- **Exercise objective**
Reproduce every one of the following records word for word, omitting the pictures from your answer.

Records excerpted from a collection
——————————

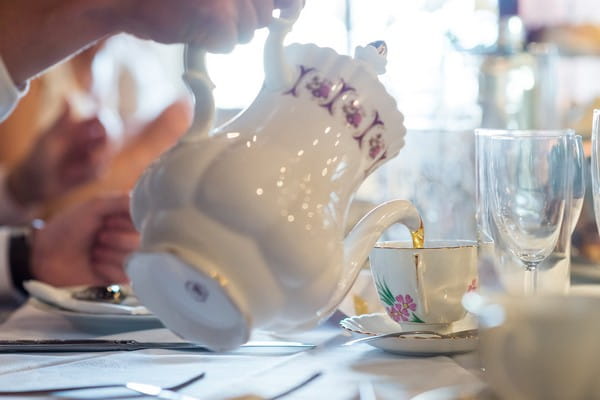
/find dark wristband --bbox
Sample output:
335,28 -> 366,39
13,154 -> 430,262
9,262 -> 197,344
8,233 -> 32,294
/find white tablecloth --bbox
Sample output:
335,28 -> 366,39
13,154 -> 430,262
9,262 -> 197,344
0,304 -> 481,400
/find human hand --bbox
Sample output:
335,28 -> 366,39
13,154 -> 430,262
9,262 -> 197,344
125,0 -> 292,53
0,0 -> 293,86
31,195 -> 139,286
7,107 -> 109,207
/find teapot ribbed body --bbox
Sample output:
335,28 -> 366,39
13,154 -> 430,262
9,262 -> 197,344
128,36 -> 412,348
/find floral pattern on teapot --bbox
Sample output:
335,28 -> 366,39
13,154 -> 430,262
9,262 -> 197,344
284,65 -> 388,175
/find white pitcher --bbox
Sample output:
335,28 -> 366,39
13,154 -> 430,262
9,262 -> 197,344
127,0 -> 421,350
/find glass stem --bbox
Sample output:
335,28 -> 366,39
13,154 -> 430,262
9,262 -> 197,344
524,262 -> 539,295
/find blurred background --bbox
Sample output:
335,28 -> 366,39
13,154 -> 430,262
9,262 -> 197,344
0,0 -> 600,261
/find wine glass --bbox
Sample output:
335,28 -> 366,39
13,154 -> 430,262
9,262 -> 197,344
592,110 -> 600,238
478,131 -> 575,294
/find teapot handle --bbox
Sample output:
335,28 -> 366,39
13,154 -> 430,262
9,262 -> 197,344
181,43 -> 215,142
264,0 -> 305,91
181,0 -> 305,142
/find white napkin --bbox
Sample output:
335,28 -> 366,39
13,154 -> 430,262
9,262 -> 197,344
23,281 -> 150,315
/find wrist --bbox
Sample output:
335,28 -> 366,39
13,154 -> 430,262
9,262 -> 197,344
6,166 -> 36,208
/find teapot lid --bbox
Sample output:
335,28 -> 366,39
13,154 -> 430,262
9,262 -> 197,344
354,40 -> 387,75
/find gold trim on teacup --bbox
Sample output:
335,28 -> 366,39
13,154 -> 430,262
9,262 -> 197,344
373,240 -> 478,251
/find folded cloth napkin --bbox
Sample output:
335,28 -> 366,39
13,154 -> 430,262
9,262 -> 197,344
23,281 -> 150,315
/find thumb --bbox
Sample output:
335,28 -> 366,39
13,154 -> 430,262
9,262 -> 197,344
90,194 -> 129,218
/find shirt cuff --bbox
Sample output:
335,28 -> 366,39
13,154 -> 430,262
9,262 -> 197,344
0,168 -> 37,225
0,53 -> 29,122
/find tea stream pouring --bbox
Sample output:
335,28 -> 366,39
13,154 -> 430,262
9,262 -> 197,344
127,0 -> 421,350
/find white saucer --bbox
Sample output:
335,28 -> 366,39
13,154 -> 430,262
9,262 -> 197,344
340,313 -> 479,356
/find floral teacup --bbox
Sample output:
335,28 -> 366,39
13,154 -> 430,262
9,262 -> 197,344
370,241 -> 477,328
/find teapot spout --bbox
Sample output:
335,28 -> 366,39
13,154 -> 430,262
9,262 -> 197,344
181,44 -> 215,142
344,200 -> 422,290
264,0 -> 304,91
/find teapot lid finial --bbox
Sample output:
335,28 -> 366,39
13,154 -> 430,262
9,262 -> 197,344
354,40 -> 387,75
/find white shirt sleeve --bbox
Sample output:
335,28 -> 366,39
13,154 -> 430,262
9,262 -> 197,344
0,53 -> 29,122
0,168 -> 36,226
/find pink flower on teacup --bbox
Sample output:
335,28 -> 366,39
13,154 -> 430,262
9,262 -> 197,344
387,306 -> 408,322
387,294 -> 417,322
467,279 -> 477,292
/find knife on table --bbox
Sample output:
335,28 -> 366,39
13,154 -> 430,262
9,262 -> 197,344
0,339 -> 315,353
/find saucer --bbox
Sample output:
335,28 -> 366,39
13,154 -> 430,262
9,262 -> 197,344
340,313 -> 479,356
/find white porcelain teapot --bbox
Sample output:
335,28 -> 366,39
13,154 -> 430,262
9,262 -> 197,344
127,0 -> 421,350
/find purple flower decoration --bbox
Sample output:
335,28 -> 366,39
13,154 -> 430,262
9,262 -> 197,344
342,101 -> 363,128
387,294 -> 417,322
369,133 -> 385,159
306,76 -> 333,99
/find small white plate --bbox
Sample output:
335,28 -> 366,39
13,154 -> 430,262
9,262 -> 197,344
340,313 -> 479,356
29,298 -> 164,334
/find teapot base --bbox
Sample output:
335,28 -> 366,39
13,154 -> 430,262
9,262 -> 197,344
127,252 -> 251,351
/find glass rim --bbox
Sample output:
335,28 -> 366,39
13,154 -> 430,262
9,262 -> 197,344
475,130 -> 576,138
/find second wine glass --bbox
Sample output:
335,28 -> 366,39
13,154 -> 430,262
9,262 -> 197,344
484,131 -> 573,294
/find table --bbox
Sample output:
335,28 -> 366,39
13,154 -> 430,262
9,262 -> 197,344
0,304 -> 482,400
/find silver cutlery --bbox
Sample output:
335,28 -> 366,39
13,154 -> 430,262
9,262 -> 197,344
343,329 -> 479,346
71,285 -> 131,304
0,339 -> 315,353
0,372 -> 206,400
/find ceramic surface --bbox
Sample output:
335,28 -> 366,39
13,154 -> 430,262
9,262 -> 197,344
127,0 -> 420,350
370,241 -> 478,329
465,289 -> 600,400
340,313 -> 478,356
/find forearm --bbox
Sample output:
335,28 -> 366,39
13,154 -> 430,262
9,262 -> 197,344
0,0 -> 128,85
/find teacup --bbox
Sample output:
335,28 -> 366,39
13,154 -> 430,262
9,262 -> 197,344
465,294 -> 600,400
369,241 -> 477,330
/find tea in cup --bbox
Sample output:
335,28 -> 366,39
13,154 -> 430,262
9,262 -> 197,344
369,241 -> 477,329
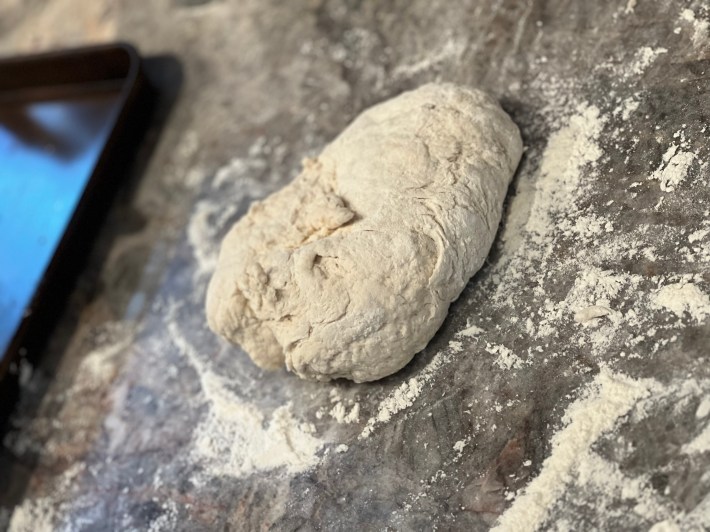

——————————

- **Written answer**
/find dark wristband --bbox
Sample output:
335,28 -> 366,39
13,154 -> 430,262
9,262 -> 197,344
8,233 -> 32,294
/find white tablecloth --bbox
Sample output:
335,28 -> 366,39
13,154 -> 430,262
9,262 -> 197,344
0,304 -> 481,400
/find human hand --bbox
Sample output:
335,28 -> 366,39
13,154 -> 430,262
9,262 -> 197,344
125,0 -> 292,53
0,0 -> 293,86
31,195 -> 139,286
7,107 -> 109,207
/find teapot ribbed body --bbox
Sample output:
335,28 -> 366,39
13,154 -> 430,262
9,262 -> 197,344
128,36 -> 412,348
/find floral pattern on teapot --bbox
Sample output:
335,28 -> 366,39
13,154 -> 430,262
9,262 -> 197,344
284,65 -> 388,175
/find white pitcher --bbox
Sample output:
335,28 -> 366,39
13,154 -> 430,262
9,262 -> 197,344
127,0 -> 421,350
/find glass stem --bbox
Sample output:
335,28 -> 366,39
13,154 -> 430,262
9,262 -> 197,344
524,262 -> 539,295
/find blurred background --bbox
Sample output:
335,28 -> 366,39
13,154 -> 430,262
9,262 -> 197,344
0,0 -> 600,261
/find wine glass --bbox
Sample output:
335,28 -> 366,39
13,154 -> 430,262
9,262 -> 197,344
592,110 -> 600,238
478,131 -> 575,294
/find teapot handle --bbox
Sample output:
335,28 -> 366,39
13,154 -> 430,262
9,262 -> 197,344
181,43 -> 215,142
264,0 -> 305,91
181,0 -> 305,142
/find white napkin --bbox
Sample output:
335,28 -> 366,39
13,154 -> 430,262
9,262 -> 197,344
23,281 -> 150,315
/find wrist --bbox
Sample output:
335,28 -> 366,39
13,154 -> 430,262
9,262 -> 197,344
6,166 -> 36,208
/find teapot lid --bbox
Sample output:
335,28 -> 366,39
13,154 -> 430,262
9,262 -> 197,344
354,40 -> 387,75
/find gold trim on teacup --bbox
Sample output:
335,28 -> 366,39
13,154 -> 430,262
9,262 -> 197,344
373,240 -> 478,251
/find folded cloth napkin --bbox
Sample output:
335,28 -> 366,39
13,154 -> 430,262
9,262 -> 197,344
23,281 -> 150,315
/find thumb --bbox
Sample output:
335,28 -> 366,39
13,154 -> 430,262
9,262 -> 197,344
90,194 -> 129,218
/find shirt cuff --bbox
Sample output:
335,28 -> 366,39
13,154 -> 430,262
9,262 -> 197,344
0,168 -> 37,225
0,53 -> 29,122
/find tea stream pouring --bbox
Sample output:
335,28 -> 366,39
13,154 -> 430,262
9,262 -> 197,344
127,0 -> 421,350
/find white saucer --bbox
Sample output:
335,28 -> 366,39
13,154 -> 430,262
9,262 -> 197,344
340,313 -> 479,356
/find floral teacup --bbox
Sample output:
335,28 -> 366,39
13,154 -> 430,262
9,262 -> 197,344
370,241 -> 477,328
/find teapot spout --bbox
Sample output:
335,28 -> 366,39
13,154 -> 430,262
9,262 -> 197,344
181,44 -> 215,142
344,200 -> 422,290
264,0 -> 304,91
/find teapot lid finial --bbox
Sample output:
335,28 -> 366,39
13,154 -> 430,262
9,262 -> 197,344
354,40 -> 387,75
/find white shirt sleeve --bbox
Sample output:
335,28 -> 366,39
13,154 -> 430,262
9,262 -> 197,344
0,53 -> 29,122
0,168 -> 36,226
/find pink flower on teacup --bbox
Sample output:
335,28 -> 366,39
13,154 -> 430,262
9,262 -> 197,344
387,306 -> 408,322
387,294 -> 417,322
467,279 -> 477,292
/find knife on table --bbox
Sample output:
335,28 -> 366,39
13,154 -> 430,262
9,262 -> 197,344
0,339 -> 315,353
/find saucer --bbox
Sample output:
335,28 -> 366,39
13,154 -> 430,262
9,262 -> 197,344
340,313 -> 479,356
/find white porcelain teapot --bbox
Sample output:
335,28 -> 366,39
13,154 -> 430,262
9,262 -> 197,344
127,0 -> 421,350
/find purple flower decoration --bbox
Sample output:
335,28 -> 366,39
13,154 -> 430,262
9,262 -> 197,344
342,101 -> 363,128
387,294 -> 417,322
369,133 -> 385,159
306,76 -> 333,99
/find small white plate --bbox
Sample output:
335,28 -> 366,39
13,154 -> 430,262
9,262 -> 197,344
340,313 -> 479,356
29,298 -> 164,334
/find teapot base --bbox
Sample output:
335,28 -> 366,39
13,154 -> 430,262
9,262 -> 197,344
127,252 -> 251,351
/find glass rim --bbox
Sample output:
335,28 -> 366,39
13,154 -> 430,262
9,262 -> 197,344
475,130 -> 576,138
/find second wine glass --bbox
Sample output:
335,28 -> 366,39
13,154 -> 430,262
9,262 -> 197,344
484,131 -> 573,294
/find table --bbox
Sample output:
335,28 -> 366,39
13,154 -> 430,262
9,262 -> 197,344
0,304 -> 482,400
/find silver cutlery --bbox
Sample output:
335,28 -> 366,39
13,154 -> 430,262
9,262 -> 197,344
343,329 -> 479,346
71,285 -> 131,304
0,339 -> 315,353
0,372 -> 206,400
/find ceramic surface --bbox
Sample output:
335,28 -> 366,39
13,154 -> 430,262
9,262 -> 197,344
127,0 -> 420,350
370,241 -> 478,329
465,289 -> 600,400
340,313 -> 478,356
/find forearm --bbox
Sample output:
335,28 -> 366,39
13,154 -> 430,262
9,262 -> 197,344
0,0 -> 128,85
/find teacup --bbox
Sample output:
335,28 -> 366,39
13,154 -> 430,262
9,262 -> 197,344
465,294 -> 600,400
369,241 -> 477,330
/find tea in cup --bbox
Sample output:
335,28 -> 366,39
13,154 -> 430,262
9,262 -> 197,344
369,241 -> 477,329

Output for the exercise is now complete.